Exercise prompt: Reproduce the whole listing that follows, character for character, and drop the images.

......

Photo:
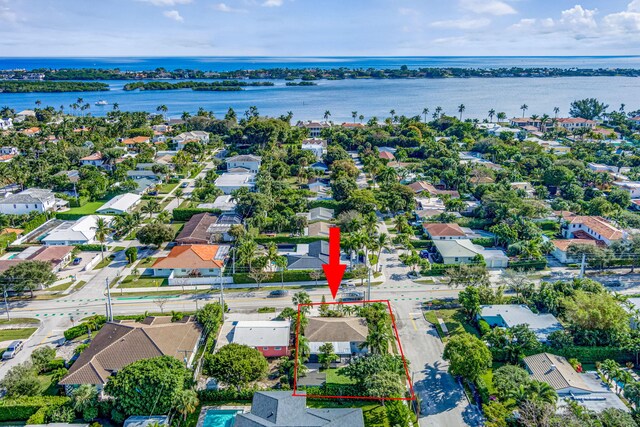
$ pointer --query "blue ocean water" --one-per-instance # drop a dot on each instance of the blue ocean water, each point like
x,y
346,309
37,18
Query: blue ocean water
x,y
341,97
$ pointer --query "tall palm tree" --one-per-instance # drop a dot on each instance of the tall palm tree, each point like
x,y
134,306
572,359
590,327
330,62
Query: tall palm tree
x,y
461,109
186,403
492,113
102,231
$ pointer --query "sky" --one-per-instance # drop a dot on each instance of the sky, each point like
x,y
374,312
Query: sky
x,y
95,28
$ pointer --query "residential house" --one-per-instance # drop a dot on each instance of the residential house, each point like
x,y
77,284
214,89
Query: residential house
x,y
219,230
283,409
191,261
80,232
315,255
195,231
29,200
318,229
437,231
592,227
314,128
271,338
561,249
320,214
246,161
226,204
510,315
121,343
120,204
347,334
230,181
185,137
464,251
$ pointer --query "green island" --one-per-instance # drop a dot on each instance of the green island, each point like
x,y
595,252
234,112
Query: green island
x,y
8,86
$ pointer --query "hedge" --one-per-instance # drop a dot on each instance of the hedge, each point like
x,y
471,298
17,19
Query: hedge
x,y
22,408
34,223
529,265
288,239
185,214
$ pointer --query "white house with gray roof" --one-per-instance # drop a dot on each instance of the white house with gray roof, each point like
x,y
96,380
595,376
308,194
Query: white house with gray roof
x,y
29,200
246,161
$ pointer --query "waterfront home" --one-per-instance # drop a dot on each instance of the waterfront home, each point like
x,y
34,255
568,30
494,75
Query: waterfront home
x,y
271,338
120,204
120,343
79,232
510,315
592,227
230,181
246,161
345,333
29,200
283,409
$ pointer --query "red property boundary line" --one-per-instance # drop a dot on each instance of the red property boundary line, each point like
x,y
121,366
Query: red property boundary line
x,y
397,337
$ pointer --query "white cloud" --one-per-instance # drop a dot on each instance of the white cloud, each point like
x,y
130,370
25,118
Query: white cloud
x,y
166,3
173,14
489,7
462,24
223,7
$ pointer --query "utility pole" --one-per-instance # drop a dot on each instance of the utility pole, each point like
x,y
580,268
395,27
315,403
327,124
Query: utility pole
x,y
109,307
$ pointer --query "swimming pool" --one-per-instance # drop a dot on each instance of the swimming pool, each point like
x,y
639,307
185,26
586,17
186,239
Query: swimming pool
x,y
220,417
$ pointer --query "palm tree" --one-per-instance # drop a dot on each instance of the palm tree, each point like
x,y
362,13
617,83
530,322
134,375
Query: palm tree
x,y
461,109
186,403
102,230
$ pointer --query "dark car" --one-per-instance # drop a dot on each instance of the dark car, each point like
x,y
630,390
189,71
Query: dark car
x,y
278,293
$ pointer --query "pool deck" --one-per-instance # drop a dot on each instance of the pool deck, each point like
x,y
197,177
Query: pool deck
x,y
204,410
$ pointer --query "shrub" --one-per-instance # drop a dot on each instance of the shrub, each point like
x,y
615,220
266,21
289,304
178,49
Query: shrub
x,y
483,327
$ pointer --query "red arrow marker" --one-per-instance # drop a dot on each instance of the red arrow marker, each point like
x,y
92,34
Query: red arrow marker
x,y
334,270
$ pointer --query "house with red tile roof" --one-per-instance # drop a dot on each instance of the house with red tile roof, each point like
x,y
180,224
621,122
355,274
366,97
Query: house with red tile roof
x,y
191,261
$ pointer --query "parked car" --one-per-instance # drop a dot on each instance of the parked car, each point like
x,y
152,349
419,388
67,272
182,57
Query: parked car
x,y
279,293
12,350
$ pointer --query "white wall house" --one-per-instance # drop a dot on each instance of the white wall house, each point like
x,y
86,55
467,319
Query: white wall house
x,y
246,161
29,200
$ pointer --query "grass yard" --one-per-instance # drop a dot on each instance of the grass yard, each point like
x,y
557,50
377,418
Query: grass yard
x,y
334,377
88,209
16,334
142,282
19,321
454,319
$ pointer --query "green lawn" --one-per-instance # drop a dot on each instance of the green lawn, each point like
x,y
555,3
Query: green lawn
x,y
19,321
88,209
16,334
334,377
454,319
142,282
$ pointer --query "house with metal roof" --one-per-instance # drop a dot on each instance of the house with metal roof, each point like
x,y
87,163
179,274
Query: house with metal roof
x,y
271,338
121,343
283,409
120,204
510,315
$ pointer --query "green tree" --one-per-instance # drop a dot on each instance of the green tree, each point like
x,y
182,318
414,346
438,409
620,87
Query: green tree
x,y
236,365
155,234
148,386
468,356
21,380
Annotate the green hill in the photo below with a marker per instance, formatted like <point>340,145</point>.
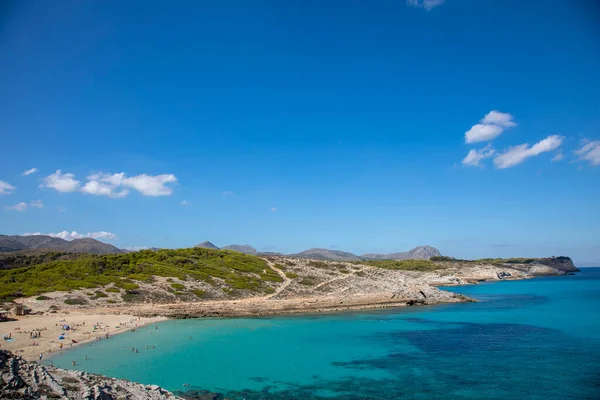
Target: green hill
<point>28,275</point>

......

Output:
Photo:
$ pointer --query "blue ocean water" --one-per-instance # drop a dot on each instance of the blue ocean water, each point like
x,y
346,309
37,18
Query: blue ocean water
x,y
341,97
$ pointer --query "tall palm tree" --one-per-instance # drop a dot on each instance of the tall palm tree, each point like
x,y
134,306
572,359
590,327
330,62
Query: tall palm tree
x,y
461,109
186,403
492,113
102,231
$ pointer --query "sky" --one-per-instance # drop a dot on each instance of the sky, each point like
x,y
374,312
Query: sky
x,y
95,28
$ pointer --query "residential house" --one-per-instance # drop a dot on each instance of the residential house, each point like
x,y
77,284
214,89
Query: residential house
x,y
219,230
283,409
191,261
80,232
315,255
195,231
29,200
318,229
437,231
592,227
314,128
271,338
561,249
320,214
246,161
226,204
510,315
121,343
120,204
347,334
230,181
185,137
464,251
$ pointer --query "green island" --one-per-instance # drop a dot on each instance of the green island, each point like
x,y
595,252
234,112
Query: green island
x,y
8,86
$ pointer --query "hedge" --one-per-instance # drop a dot on each instance of the hedge, each point like
x,y
471,298
17,19
Query: hedge
x,y
22,408
34,223
529,265
288,239
185,214
$ pointer --query "white house with gray roof" --one-per-instance # drop a dot on each instance of the white house with gray roof, each point like
x,y
96,380
595,376
308,194
Query: white house with gray roof
x,y
29,200
246,161
$ pointer --query "waterfront home" --one-per-instance # drop a dot on each instance of the waterfront home, each point like
x,y
34,255
568,30
494,75
Query: waterfront home
x,y
271,338
120,204
120,343
79,232
510,315
592,227
230,181
246,161
345,333
29,200
283,409
$ pointer --query "red property boundary line" --one-per-instance # drop a dot on each instance of the red property boundary line, each point like
x,y
121,366
Query: red property boundary line
x,y
397,337
$ pointer --query "white cloud" --one-per-instance # drop a dot on each instance of the white cloud, each point like
x,y
130,370
25,118
Query: white cloud
x,y
166,3
173,14
489,7
462,24
223,7
$ pointer --query "utility pole" --one-per-instance # drop a dot on each instance of the utility pole, each point like
x,y
580,268
395,27
315,403
327,124
Query: utility pole
x,y
109,307
$ pointer --query "swimming pool" --one-per-instance # drop a dot on each instance of the swimming pool, each point like
x,y
639,307
185,26
586,17
186,239
Query: swimming pool
x,y
220,417
$ pointer --query "palm tree" --one-per-instance # drop a dot on each instance of the palm tree, each point like
x,y
362,13
617,83
530,322
134,375
Query: palm tree
x,y
461,109
186,403
102,230
$ pointer --query "dark car" --one-per-instance # drop a dot on each instance of the dark car, each point like
x,y
630,390
189,71
Query: dark car
x,y
278,293
$ pointer --query "pool deck" --one-per-instance # drop a dot on each instance of the pool deck, each point like
x,y
197,177
Query: pool deck
x,y
204,410
$ pointer --query "shrub" --one-per-instance # drop a dot on each instance of the shrub, each point like
x,y
615,220
266,21
289,304
178,49
Query: shrub
x,y
483,327
$ pointer --query "red arrow marker" --one-per-instance # drop a dot on each instance of the red arrow marker, each point like
x,y
92,34
Query: red arrow marker
x,y
334,270
$ pointer --query "house with red tile roof" --one-per-instance # drop a dot on each instance of the house with red tile roof, each point like
x,y
180,224
621,122
355,274
366,97
Query: house with red tile roof
x,y
191,261
$ pointer --query "parked car" --one-per-instance # drop a dot on each instance of the parked car, each point like
x,y
152,349
419,388
67,272
182,57
Query: parked car
x,y
279,293
12,350
$ pointer --query "white wall house" --one-per-instance # drop a dot on each instance of the white wall house, each point like
x,y
86,55
467,319
Query: white wall house
x,y
246,161
29,200
$ pointer --query "grass yard" --one-per-instance # drop a dot on each instance of the grass yard, each point like
x,y
557,50
377,418
Query: grass yard
x,y
334,377
88,209
16,334
142,282
19,321
454,319
$ pointer --query "green lawn" --one-per-instance # drop a dot on each instance of the green lawn, each point like
x,y
555,3
Query: green lawn
x,y
19,321
88,209
16,334
334,377
454,319
142,282
$ pointer --query "house with metal roof" --one-per-instance # drop a dot on each instance of the house with metal roof, each point like
x,y
87,163
179,274
Query: house with metal roof
x,y
271,338
121,343
283,409
120,204
510,315
$ pointer --query "green tree" --one-per-instance # drop a dot on each instance of the green tree, each point like
x,y
182,318
414,346
438,409
620,87
Query: green tree
x,y
236,365
155,234
148,386
468,356
21,380
Annotate the green hill in the photo below with a marker per instance, formatted like <point>340,145</point>.
Target: green hill
<point>28,275</point>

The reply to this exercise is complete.